_Prompt_. With the pictures set aside, write out all of the data exactly as it stands.

_Recorded data_.
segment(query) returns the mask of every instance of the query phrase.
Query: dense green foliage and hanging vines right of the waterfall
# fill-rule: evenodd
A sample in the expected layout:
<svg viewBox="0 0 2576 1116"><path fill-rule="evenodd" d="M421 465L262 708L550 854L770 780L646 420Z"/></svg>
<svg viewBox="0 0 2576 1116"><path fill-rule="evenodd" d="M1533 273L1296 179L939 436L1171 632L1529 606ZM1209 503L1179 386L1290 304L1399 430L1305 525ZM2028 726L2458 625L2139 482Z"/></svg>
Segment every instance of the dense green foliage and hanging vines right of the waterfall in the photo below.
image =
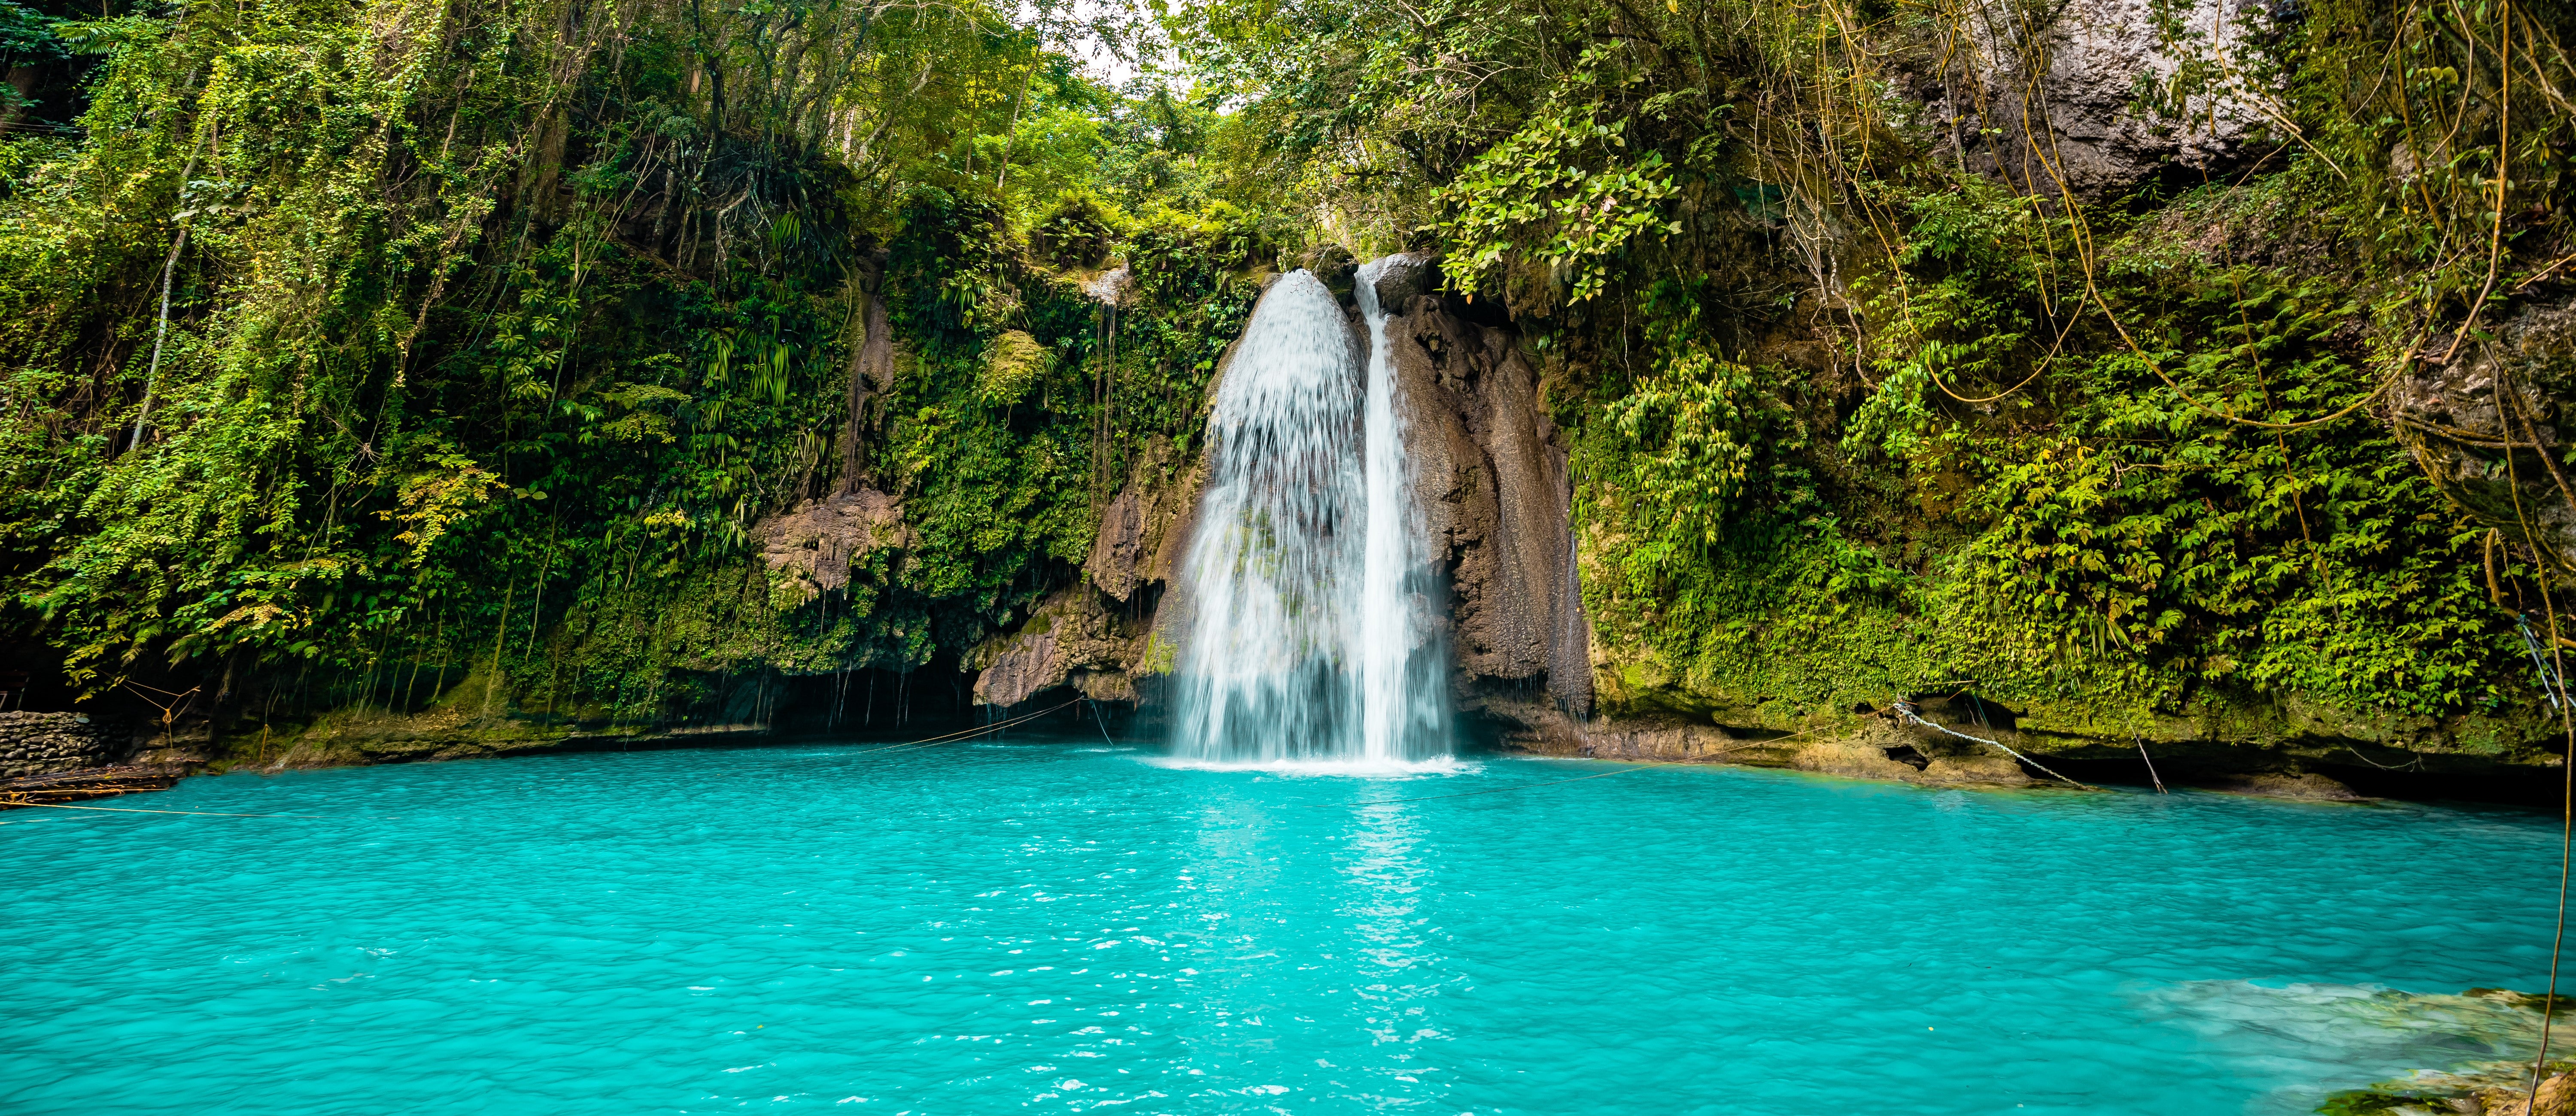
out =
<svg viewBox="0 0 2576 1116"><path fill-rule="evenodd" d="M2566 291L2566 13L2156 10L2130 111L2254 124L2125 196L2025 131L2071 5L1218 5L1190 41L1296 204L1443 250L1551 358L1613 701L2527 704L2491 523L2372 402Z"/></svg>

_Exercise result_.
segment(query) returns the mask of every instance of the query phrase.
Query: dense green foliage and hanging vines right of the waterfall
# fill-rule: evenodd
A sample in the expected layout:
<svg viewBox="0 0 2576 1116"><path fill-rule="evenodd" d="M421 465L262 708L550 854L770 780L646 420Z"/></svg>
<svg viewBox="0 0 2576 1116"><path fill-rule="evenodd" d="M1533 273L1296 179L939 436L1171 632L1529 606ZM1209 503L1179 386L1290 304L1399 430L1305 525ZM2028 726L2458 625L2139 482Z"/></svg>
Segment every instance of the dense green foliage and hanging vines right of the waterfall in the photo below.
image =
out =
<svg viewBox="0 0 2576 1116"><path fill-rule="evenodd" d="M2566 291L2566 13L2156 10L2130 111L2254 124L2125 196L2025 131L2071 5L1218 5L1190 41L1296 204L1443 250L1551 358L1613 701L2527 704L2491 523L2372 402Z"/></svg>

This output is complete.